─── Listed entries
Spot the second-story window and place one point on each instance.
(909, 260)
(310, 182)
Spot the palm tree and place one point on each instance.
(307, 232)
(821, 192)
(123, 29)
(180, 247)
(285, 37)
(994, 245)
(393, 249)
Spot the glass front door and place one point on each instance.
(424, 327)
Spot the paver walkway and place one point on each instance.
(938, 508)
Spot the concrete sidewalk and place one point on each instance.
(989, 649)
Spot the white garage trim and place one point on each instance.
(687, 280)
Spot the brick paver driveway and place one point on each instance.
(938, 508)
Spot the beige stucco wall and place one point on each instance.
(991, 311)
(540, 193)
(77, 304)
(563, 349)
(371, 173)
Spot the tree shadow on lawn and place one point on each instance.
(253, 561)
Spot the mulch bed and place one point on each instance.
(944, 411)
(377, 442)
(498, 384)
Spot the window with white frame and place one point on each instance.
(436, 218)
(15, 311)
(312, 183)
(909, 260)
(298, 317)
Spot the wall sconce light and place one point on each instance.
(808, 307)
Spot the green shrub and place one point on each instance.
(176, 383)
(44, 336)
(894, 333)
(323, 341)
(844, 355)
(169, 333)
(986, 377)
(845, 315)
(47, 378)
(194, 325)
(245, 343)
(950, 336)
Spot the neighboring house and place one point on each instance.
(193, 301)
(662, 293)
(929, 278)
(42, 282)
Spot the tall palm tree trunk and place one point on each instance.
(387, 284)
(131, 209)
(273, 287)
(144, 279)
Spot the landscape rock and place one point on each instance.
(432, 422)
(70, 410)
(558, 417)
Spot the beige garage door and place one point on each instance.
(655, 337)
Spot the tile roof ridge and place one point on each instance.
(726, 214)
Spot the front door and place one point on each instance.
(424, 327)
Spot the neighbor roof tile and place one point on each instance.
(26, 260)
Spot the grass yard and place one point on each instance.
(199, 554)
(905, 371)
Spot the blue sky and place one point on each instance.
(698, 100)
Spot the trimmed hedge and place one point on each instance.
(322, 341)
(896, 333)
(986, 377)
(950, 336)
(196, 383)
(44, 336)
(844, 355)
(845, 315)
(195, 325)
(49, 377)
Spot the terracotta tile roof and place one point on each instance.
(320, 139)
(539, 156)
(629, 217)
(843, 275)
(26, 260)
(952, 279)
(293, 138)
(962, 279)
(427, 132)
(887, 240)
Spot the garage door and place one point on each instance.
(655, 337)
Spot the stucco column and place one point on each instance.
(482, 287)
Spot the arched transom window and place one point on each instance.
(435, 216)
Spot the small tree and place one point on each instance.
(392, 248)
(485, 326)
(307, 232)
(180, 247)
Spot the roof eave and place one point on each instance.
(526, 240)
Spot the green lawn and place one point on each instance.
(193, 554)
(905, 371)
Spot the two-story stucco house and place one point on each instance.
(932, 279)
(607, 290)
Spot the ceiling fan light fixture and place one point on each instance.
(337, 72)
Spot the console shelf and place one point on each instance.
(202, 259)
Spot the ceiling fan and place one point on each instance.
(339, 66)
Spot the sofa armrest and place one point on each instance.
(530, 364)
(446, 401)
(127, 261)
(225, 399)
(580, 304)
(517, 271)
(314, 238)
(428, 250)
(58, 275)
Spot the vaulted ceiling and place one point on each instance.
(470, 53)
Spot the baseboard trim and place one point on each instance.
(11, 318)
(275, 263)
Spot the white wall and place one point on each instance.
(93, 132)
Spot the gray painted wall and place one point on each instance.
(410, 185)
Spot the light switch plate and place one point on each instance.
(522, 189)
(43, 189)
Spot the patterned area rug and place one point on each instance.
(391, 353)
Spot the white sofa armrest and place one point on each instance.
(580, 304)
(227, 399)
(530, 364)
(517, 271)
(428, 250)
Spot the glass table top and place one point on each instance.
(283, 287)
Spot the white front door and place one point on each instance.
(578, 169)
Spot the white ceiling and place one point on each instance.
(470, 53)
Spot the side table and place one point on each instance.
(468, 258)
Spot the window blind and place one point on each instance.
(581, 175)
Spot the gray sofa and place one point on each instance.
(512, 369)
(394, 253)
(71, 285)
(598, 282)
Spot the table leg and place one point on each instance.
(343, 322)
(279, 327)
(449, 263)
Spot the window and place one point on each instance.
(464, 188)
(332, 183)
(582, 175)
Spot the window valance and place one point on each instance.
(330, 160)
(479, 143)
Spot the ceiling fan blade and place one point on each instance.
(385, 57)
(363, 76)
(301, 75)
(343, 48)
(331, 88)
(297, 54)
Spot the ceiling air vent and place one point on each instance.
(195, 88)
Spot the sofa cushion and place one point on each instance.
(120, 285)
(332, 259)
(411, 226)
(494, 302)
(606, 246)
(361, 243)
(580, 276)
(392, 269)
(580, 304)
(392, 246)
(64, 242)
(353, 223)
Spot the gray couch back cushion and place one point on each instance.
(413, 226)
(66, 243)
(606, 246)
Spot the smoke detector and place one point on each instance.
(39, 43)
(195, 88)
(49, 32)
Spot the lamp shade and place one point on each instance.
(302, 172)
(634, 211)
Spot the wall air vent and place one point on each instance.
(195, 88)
──────
▶ To be done
Reproduce the material above line for line, with no changes.

▶ Response
Spot the second-story window and place one point on each instance.
(909, 260)
(310, 182)
Spot the palm tree and place one point on each instance.
(307, 232)
(821, 192)
(123, 29)
(180, 247)
(285, 37)
(994, 245)
(393, 249)
Spot the glass front door and place one point on each instance.
(424, 327)
Spot the paver walkway and place one point on each instance.
(938, 508)
Spot the concrete sidewalk and place one point on each instance.
(989, 649)
Spot the white garage trim and place one point on each instance.
(687, 280)
Spot the brick paver driveway and place one point on each instance.
(938, 508)
Spot the beige stucco wall and place one point on each instance.
(991, 311)
(540, 193)
(77, 304)
(563, 349)
(371, 173)
Spot the tree shadow on lawn and place one point on each instance.
(253, 561)
Spot the mulch bed and place one point on each instance.
(944, 411)
(377, 442)
(498, 384)
Spot the window with white frame and place one point on each instance.
(436, 218)
(15, 311)
(312, 183)
(909, 260)
(298, 317)
Spot the wall sconce light and place one point on each instance.
(808, 307)
Spot the green shrub and place one point on each instance.
(176, 383)
(44, 336)
(894, 333)
(323, 341)
(844, 355)
(169, 333)
(986, 377)
(845, 315)
(47, 378)
(194, 325)
(245, 343)
(950, 336)
Spot the neighboring house and place one point on each instance.
(193, 301)
(662, 293)
(929, 278)
(42, 282)
Spot the tall palm tree trunk and place one point on each instance.
(387, 284)
(131, 209)
(273, 287)
(144, 279)
Spot the landscape rock and place one point on each instance.
(432, 422)
(70, 410)
(558, 417)
Spot the beige garage door and place one point on each instance.
(655, 337)
Spot the tile roof ridge and place one point on each instance.
(726, 214)
Spot the front door and place one point on each instance.
(424, 327)
Spot the neighbor roof tile and place one point on each instance.
(26, 260)
Spot the grass yard and place one point on each instance.
(199, 554)
(905, 371)
Spot the blue sky and place one point on each instance.
(698, 100)
Spot the trimmed hedge and place one point on each instance.
(322, 341)
(896, 333)
(986, 377)
(950, 336)
(196, 383)
(44, 336)
(844, 355)
(845, 315)
(195, 325)
(49, 377)
Spot the terracotta tile roof and place one point on each instance.
(320, 139)
(539, 156)
(629, 217)
(843, 275)
(26, 260)
(952, 279)
(293, 138)
(962, 279)
(427, 132)
(887, 240)
Spot the garage door and place one point on each instance.
(655, 337)
Spot the stucco column and place one point on each instance.
(482, 287)
Spot the arched transom window and place one point on each instance.
(435, 216)
Spot the small tree and place one point on each instance.
(392, 248)
(485, 326)
(307, 232)
(180, 247)
Spot the roof eave and place one point on each instance.
(526, 240)
Spot the green lawn and place one point on each instance.
(193, 554)
(905, 371)
Spot the two-story stucco house and place one point on each instance.
(932, 279)
(607, 290)
Spot the ceiling fan light fixture and place one point on each instance.
(337, 72)
Spot the console shelf and place one point on each instance.
(202, 259)
Spot the ceiling fan and place one point on each instance.
(339, 66)
Spot the sofa armrest and place one point on each instance.
(530, 364)
(446, 401)
(127, 261)
(225, 399)
(580, 304)
(517, 271)
(314, 238)
(428, 250)
(58, 275)
Spot the vaulted ceiling and place one point on each instance.
(470, 53)
Spot the baseboard trim and place one point on each instance.
(11, 318)
(275, 263)
Spot the white wall and place one point on each instance.
(93, 132)
Spot the gray painted wall and place one point on each instance.
(410, 185)
Spot the light switch plate and place one point on each instance.
(522, 189)
(43, 189)
Spot the patterned area rug and place one point on each instance.
(391, 353)
Spot the white sofa armrest and place one point on each instance.
(580, 304)
(227, 399)
(530, 364)
(517, 271)
(428, 250)
Spot the glass table top and place one point on each instance.
(283, 287)
Spot the white front door and place one point on each instance.
(578, 169)
Spot the white ceiling and place one point on each instance.
(470, 53)
Spot the side table and place one point on each instance.
(468, 258)
Spot the window blind and place one point on each instance.
(581, 175)
Spot the gray sofa and place one point on each instance.
(512, 369)
(394, 253)
(71, 285)
(598, 282)
Spot the table leg and place one point on each instance.
(343, 322)
(279, 327)
(449, 263)
Spot the window and place one point on each instance.
(464, 188)
(332, 183)
(582, 175)
Spot the window valance and place one point on each instance.
(330, 160)
(479, 143)
Spot the ceiling fan blade and place one point on each instance.
(385, 57)
(363, 76)
(301, 75)
(343, 48)
(331, 88)
(297, 54)
Spot the ceiling air vent and place one point on each instance.
(195, 88)
Spot the sofa cushion and place one point on each instance.
(120, 285)
(332, 259)
(411, 226)
(494, 302)
(606, 246)
(361, 243)
(580, 276)
(392, 269)
(580, 304)
(392, 246)
(64, 242)
(353, 223)
Spot the gray couch back cushion and place one point on each instance.
(413, 226)
(66, 243)
(606, 246)
Spot the smoke detector and place one point on each instance.
(39, 43)
(195, 88)
(49, 32)
Spot the lamp shade and place one point on each instance.
(302, 172)
(634, 211)
Spot the wall air vent and place one point on each instance.
(195, 88)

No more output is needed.